* EXERCISE *
Convert the data from its first line through the line containing "566L291 595L332 588L317" into a Markdown table with the columns Row and Line, skipping any blank lines.

Start of Block

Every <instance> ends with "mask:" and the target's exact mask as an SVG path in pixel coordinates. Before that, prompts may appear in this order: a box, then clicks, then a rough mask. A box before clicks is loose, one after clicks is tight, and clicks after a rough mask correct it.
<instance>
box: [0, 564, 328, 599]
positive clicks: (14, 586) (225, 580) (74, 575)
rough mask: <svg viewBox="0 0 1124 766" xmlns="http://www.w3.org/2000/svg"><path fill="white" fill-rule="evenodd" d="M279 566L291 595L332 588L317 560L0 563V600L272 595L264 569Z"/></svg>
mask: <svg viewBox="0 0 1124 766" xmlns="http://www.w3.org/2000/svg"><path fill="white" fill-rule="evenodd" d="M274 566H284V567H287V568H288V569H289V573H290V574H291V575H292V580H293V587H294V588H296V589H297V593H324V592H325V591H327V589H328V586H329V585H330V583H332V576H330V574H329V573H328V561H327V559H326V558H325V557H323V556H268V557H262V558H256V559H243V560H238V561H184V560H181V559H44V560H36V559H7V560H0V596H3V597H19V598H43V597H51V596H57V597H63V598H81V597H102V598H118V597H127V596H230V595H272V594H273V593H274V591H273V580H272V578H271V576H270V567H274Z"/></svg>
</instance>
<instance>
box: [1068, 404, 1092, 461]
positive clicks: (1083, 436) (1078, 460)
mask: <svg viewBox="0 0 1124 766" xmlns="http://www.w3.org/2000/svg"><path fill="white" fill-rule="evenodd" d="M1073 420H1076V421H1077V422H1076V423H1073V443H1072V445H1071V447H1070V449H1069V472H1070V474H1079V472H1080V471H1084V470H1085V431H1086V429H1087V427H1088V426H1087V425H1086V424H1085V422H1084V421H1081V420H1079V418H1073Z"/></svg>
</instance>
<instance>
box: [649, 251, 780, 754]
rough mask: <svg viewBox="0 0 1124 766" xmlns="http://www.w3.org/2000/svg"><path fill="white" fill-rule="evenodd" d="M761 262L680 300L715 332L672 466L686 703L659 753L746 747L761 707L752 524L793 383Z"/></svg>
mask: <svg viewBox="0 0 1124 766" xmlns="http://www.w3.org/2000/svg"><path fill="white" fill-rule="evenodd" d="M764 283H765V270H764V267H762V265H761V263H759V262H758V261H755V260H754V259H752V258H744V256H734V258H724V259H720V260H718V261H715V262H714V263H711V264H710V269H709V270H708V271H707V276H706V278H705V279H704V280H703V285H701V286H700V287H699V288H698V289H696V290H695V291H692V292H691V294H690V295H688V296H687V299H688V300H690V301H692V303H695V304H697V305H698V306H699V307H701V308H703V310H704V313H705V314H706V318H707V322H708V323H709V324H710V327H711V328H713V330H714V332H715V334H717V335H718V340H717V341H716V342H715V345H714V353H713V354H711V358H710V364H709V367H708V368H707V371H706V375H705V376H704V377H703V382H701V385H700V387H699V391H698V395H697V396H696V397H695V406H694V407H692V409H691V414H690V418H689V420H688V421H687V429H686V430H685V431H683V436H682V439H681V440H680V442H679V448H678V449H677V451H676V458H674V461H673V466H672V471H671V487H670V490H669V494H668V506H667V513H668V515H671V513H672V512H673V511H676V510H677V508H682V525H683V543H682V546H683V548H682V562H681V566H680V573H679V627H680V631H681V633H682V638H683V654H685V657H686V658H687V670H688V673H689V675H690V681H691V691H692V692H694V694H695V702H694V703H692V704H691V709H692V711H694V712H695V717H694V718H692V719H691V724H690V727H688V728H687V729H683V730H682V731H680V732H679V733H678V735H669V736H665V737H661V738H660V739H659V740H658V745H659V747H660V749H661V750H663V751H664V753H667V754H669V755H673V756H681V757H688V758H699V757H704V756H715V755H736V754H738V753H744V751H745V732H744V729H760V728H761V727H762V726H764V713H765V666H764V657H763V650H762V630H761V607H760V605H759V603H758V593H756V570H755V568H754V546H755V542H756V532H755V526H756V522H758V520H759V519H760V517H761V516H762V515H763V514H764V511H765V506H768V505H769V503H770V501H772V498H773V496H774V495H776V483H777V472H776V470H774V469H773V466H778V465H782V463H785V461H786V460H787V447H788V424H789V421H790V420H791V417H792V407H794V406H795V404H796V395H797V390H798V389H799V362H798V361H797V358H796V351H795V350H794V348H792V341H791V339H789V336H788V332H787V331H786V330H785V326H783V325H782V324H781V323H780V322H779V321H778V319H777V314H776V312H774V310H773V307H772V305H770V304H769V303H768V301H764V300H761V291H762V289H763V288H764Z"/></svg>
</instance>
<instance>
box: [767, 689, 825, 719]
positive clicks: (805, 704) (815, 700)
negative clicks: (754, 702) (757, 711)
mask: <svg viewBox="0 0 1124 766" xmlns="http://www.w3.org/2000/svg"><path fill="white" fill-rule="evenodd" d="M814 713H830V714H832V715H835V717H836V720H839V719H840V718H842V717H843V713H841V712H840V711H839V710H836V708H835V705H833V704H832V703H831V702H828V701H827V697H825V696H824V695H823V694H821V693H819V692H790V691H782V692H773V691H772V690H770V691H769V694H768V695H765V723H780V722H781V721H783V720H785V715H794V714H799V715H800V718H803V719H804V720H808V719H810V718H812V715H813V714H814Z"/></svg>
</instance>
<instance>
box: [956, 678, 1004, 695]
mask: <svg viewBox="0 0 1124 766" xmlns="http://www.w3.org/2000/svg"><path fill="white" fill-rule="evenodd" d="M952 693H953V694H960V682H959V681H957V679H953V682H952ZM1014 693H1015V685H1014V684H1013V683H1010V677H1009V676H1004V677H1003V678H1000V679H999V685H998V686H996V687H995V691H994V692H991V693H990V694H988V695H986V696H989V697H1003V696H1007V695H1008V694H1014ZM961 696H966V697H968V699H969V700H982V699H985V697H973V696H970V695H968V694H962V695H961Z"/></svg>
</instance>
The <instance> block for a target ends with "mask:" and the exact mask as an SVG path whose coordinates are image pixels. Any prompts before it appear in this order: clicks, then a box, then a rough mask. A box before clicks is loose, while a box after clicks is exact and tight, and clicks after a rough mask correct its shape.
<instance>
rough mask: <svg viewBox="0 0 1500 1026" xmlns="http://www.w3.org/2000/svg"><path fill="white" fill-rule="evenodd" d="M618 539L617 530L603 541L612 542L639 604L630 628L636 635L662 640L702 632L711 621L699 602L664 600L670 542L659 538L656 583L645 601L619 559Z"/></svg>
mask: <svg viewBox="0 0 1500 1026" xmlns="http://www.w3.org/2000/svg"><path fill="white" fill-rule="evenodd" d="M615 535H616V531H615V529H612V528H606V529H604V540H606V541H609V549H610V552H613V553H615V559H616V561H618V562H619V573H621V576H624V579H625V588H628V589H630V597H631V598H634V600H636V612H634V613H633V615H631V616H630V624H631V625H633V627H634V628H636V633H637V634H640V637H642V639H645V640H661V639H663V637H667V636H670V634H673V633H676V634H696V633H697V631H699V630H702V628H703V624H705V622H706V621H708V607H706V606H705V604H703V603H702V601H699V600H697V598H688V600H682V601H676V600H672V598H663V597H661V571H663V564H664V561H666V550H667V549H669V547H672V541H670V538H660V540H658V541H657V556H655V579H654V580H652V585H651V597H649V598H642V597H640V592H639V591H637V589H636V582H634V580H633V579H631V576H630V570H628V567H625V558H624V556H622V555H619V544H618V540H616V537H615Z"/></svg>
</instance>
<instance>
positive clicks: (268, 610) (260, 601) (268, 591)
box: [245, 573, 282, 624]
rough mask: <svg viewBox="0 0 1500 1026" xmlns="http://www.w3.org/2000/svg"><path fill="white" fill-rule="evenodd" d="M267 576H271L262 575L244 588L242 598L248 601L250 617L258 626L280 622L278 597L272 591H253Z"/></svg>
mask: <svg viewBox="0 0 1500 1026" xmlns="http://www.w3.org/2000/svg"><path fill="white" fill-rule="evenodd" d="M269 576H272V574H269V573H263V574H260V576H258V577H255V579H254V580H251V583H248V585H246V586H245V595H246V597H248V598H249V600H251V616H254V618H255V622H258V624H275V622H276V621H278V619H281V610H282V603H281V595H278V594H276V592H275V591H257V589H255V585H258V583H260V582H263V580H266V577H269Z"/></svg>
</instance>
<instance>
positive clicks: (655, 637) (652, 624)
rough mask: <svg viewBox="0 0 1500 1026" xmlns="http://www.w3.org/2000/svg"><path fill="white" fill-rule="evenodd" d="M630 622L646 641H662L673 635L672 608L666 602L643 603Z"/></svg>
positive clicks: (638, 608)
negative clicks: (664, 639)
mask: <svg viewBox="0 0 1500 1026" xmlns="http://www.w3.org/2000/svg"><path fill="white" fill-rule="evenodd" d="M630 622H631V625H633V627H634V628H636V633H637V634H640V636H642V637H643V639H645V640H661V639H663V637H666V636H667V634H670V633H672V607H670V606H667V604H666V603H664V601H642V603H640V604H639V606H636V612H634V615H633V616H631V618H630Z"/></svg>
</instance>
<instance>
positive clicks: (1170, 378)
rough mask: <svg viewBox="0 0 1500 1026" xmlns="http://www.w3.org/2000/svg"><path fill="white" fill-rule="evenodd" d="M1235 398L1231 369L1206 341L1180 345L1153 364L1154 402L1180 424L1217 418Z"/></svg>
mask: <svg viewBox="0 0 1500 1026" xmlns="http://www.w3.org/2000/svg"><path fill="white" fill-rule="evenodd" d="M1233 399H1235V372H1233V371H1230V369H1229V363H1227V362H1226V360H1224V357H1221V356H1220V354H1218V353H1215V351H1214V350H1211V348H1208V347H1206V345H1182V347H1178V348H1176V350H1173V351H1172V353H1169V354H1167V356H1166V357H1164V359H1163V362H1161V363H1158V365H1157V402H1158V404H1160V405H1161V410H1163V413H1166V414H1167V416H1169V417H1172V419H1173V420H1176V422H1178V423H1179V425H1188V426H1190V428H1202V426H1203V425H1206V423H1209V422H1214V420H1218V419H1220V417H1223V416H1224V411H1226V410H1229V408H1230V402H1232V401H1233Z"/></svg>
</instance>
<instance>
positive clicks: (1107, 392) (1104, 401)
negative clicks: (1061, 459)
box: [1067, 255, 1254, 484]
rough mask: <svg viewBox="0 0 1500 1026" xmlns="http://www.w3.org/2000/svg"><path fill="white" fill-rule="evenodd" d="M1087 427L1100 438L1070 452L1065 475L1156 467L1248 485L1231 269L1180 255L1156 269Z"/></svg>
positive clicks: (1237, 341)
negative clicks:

End of Block

* EXERCISE SOLUTION *
| Row | Line |
|---|---|
| 1 | Every <instance> ends with "mask:" and the target's exact mask as an SVG path in pixel coordinates. Before that, prompts may appear in this order: a box, then clicks, then a rough mask. A box before clicks is loose, one after clicks is tight, and clicks after a rough mask correct it. |
| 2 | <instance> |
| 3 | box: [0, 564, 328, 599] |
| 4 | positive clicks: (14, 586) (225, 580) (74, 575) |
| 5 | rough mask: <svg viewBox="0 0 1124 766" xmlns="http://www.w3.org/2000/svg"><path fill="white" fill-rule="evenodd" d="M279 566L291 595L332 588L317 560L0 563V600L272 595L264 569Z"/></svg> |